▸ **THE REQUEST**
Collect every line in the listing below that contains the word "housing".

(Object point labels)
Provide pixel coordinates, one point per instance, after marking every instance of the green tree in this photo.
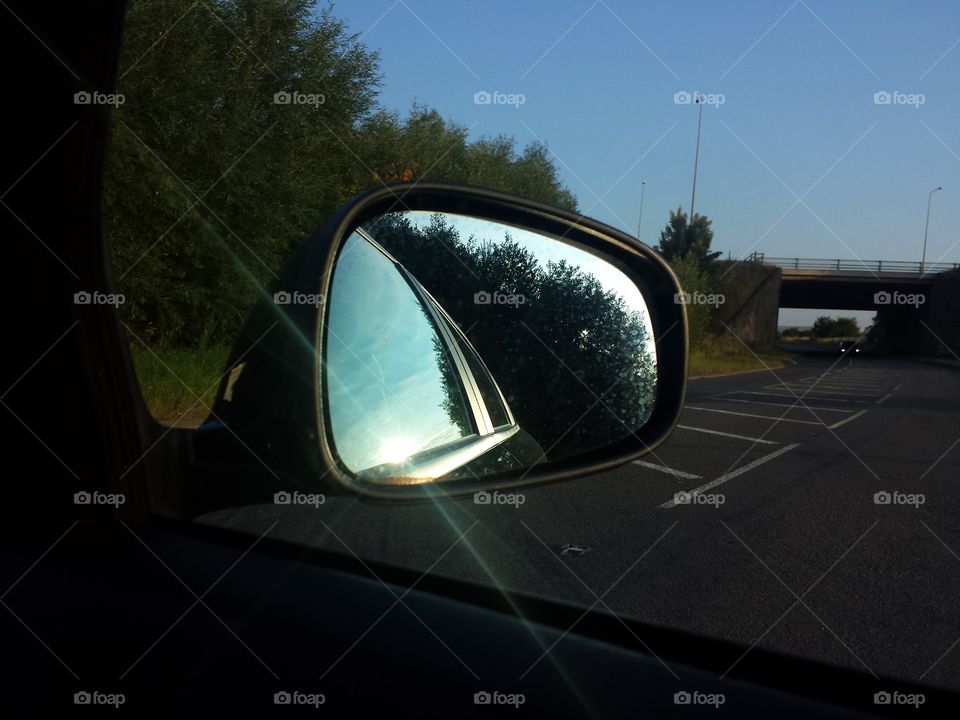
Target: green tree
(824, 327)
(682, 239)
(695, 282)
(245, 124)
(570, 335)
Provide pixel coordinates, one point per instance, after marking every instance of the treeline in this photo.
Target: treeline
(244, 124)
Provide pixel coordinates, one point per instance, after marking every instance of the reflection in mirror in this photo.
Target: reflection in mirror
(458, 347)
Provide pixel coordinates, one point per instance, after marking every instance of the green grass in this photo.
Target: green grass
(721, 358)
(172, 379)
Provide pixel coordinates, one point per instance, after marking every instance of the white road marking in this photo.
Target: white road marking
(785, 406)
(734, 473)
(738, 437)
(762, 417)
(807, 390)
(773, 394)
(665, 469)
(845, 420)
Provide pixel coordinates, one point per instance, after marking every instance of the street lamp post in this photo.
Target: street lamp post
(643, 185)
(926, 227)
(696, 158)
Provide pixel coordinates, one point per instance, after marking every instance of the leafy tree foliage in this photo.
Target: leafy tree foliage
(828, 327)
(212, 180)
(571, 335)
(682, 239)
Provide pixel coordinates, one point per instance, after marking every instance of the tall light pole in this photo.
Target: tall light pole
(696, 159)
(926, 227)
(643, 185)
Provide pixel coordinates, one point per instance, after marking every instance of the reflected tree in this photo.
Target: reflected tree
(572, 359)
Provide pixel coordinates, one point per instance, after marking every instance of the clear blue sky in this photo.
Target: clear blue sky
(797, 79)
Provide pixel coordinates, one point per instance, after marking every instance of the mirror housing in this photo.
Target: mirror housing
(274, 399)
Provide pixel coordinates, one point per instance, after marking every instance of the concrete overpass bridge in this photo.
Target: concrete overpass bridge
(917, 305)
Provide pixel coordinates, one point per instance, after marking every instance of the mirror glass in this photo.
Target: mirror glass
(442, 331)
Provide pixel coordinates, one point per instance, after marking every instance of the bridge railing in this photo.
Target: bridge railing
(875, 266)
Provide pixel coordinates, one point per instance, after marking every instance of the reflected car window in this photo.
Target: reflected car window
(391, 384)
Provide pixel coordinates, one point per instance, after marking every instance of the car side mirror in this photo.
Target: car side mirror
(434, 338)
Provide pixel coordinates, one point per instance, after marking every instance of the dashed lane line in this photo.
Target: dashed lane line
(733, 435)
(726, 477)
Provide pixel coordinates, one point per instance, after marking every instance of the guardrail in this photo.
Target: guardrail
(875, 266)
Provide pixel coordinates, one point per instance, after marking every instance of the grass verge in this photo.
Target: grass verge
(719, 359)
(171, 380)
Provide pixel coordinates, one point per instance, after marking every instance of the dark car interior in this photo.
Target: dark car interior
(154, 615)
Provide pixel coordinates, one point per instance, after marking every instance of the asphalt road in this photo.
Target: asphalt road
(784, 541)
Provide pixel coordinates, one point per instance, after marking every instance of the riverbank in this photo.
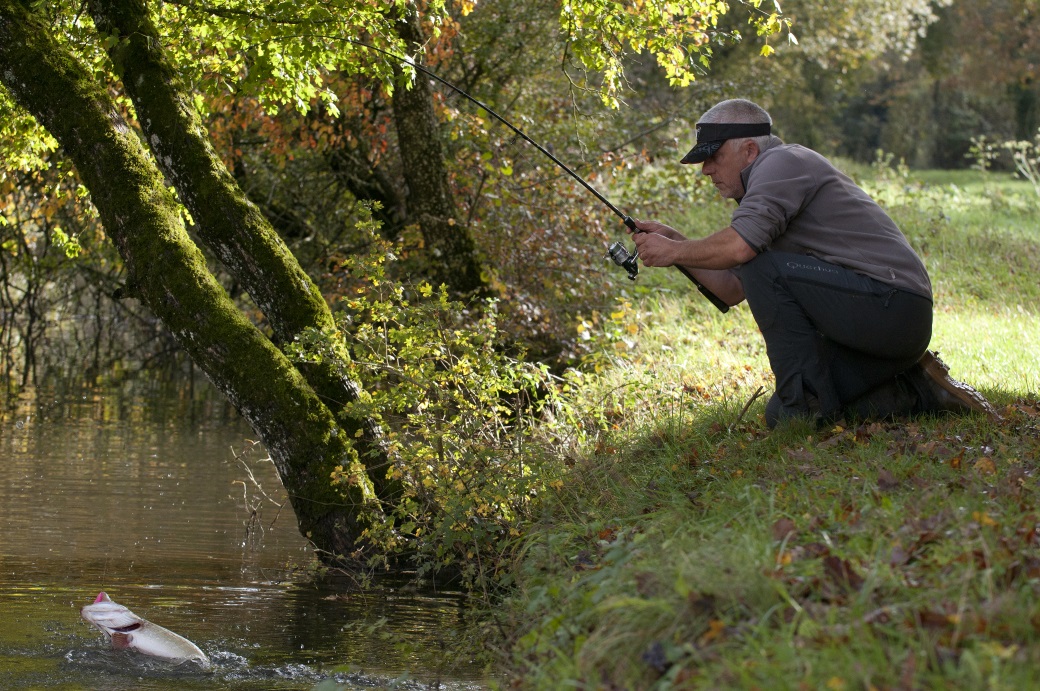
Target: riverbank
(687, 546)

--

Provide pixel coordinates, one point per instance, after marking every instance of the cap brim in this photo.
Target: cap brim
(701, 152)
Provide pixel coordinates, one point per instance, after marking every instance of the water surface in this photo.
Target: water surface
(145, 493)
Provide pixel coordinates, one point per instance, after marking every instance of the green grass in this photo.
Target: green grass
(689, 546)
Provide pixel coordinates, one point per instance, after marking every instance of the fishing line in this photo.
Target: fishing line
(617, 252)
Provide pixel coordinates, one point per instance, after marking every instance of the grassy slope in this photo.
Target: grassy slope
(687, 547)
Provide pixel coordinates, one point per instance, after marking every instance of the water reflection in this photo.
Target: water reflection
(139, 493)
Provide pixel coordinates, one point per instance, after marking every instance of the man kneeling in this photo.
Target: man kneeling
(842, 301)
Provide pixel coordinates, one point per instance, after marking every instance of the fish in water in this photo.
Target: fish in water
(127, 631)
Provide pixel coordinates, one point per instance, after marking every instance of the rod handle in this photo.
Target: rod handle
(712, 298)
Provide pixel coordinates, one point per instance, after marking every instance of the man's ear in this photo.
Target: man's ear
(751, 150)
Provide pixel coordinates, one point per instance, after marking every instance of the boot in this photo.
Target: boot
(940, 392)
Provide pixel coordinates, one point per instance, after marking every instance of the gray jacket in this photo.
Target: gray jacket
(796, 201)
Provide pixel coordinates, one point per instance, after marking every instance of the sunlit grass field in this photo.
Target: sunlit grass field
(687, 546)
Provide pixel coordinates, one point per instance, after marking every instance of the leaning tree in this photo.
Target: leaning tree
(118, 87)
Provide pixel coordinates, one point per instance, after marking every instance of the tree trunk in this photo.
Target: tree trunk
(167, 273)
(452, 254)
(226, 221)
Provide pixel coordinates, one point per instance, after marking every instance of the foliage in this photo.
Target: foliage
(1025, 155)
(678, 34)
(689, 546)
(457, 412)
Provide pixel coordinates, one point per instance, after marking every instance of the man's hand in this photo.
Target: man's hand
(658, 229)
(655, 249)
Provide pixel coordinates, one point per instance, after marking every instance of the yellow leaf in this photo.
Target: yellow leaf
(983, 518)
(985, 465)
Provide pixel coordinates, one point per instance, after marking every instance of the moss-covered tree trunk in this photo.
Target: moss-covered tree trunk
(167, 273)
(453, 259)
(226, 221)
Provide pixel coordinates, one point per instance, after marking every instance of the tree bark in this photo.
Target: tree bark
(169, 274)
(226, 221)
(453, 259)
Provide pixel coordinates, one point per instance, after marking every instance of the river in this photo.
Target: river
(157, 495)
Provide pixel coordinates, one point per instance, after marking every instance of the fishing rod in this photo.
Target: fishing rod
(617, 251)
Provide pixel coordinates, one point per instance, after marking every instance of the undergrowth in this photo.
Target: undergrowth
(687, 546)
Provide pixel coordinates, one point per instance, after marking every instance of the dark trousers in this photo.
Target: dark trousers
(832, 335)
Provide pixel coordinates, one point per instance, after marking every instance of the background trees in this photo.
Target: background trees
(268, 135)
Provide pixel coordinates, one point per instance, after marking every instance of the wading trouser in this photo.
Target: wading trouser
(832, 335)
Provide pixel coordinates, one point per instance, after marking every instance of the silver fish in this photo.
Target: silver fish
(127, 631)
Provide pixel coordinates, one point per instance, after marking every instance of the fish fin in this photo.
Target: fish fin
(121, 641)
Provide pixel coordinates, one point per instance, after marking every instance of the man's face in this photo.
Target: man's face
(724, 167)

...

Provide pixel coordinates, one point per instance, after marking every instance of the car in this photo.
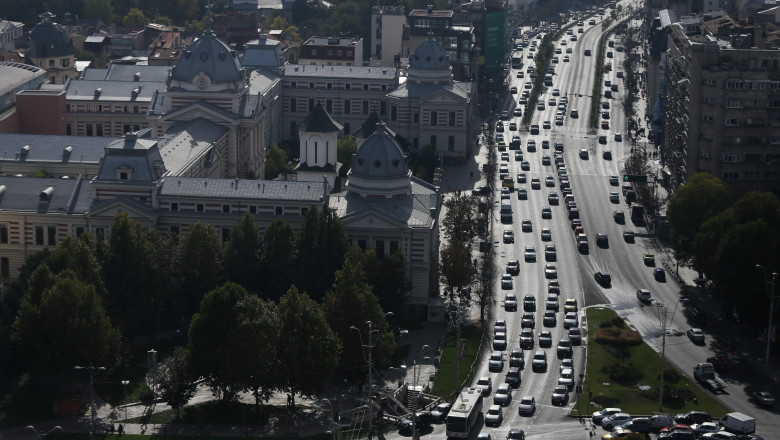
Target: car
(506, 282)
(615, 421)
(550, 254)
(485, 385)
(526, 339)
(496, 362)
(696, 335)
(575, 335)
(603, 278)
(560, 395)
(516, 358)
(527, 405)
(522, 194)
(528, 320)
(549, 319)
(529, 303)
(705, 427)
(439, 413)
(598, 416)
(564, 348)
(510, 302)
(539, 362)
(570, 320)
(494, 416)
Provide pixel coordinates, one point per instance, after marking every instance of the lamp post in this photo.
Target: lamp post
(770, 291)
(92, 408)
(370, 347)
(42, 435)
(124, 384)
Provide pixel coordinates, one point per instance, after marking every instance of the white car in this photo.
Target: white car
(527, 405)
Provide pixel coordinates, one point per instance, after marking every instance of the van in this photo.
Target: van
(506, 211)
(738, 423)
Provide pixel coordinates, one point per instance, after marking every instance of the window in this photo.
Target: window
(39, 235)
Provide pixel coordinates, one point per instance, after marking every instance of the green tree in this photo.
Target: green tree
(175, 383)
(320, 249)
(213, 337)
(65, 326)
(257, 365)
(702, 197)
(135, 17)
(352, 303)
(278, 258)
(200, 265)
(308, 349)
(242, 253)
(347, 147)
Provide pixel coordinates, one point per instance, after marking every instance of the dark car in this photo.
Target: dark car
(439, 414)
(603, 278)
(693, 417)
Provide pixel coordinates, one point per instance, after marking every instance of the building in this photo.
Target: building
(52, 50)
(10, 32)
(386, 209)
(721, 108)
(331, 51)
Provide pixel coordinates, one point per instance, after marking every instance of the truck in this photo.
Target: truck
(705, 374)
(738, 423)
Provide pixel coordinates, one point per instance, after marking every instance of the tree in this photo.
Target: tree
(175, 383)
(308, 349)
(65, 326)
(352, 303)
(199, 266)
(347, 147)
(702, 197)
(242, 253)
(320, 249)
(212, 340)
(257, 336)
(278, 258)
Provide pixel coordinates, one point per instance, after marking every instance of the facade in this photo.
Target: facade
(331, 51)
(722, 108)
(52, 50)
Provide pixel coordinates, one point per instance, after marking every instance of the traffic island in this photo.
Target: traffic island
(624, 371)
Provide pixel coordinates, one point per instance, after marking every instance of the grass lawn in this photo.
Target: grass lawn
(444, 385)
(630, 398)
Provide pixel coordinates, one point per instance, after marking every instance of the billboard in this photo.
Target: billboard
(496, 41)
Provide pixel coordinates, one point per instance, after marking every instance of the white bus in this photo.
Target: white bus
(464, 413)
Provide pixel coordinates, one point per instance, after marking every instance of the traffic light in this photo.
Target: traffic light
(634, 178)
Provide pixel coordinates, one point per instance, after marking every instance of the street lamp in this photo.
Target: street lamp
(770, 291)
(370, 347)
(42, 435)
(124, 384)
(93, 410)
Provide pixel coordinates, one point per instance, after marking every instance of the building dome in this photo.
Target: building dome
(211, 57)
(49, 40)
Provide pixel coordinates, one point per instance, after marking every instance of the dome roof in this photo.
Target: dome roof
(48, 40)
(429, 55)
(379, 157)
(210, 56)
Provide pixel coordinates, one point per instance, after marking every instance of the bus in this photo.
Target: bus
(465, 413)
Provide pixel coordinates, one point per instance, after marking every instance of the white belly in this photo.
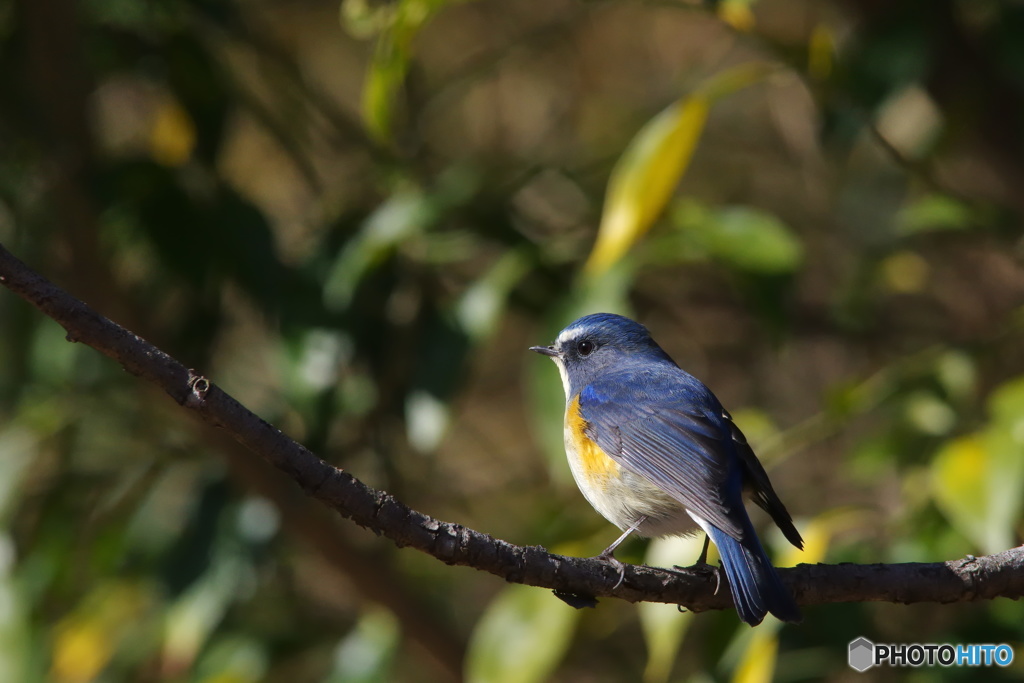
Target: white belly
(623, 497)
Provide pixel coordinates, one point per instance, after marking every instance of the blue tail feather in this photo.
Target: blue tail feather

▸ **TASK SOLUTION**
Provide pixel coordinates, one point per instance, after marking every instance of the mirror housing in this photo.
Target: mirror housing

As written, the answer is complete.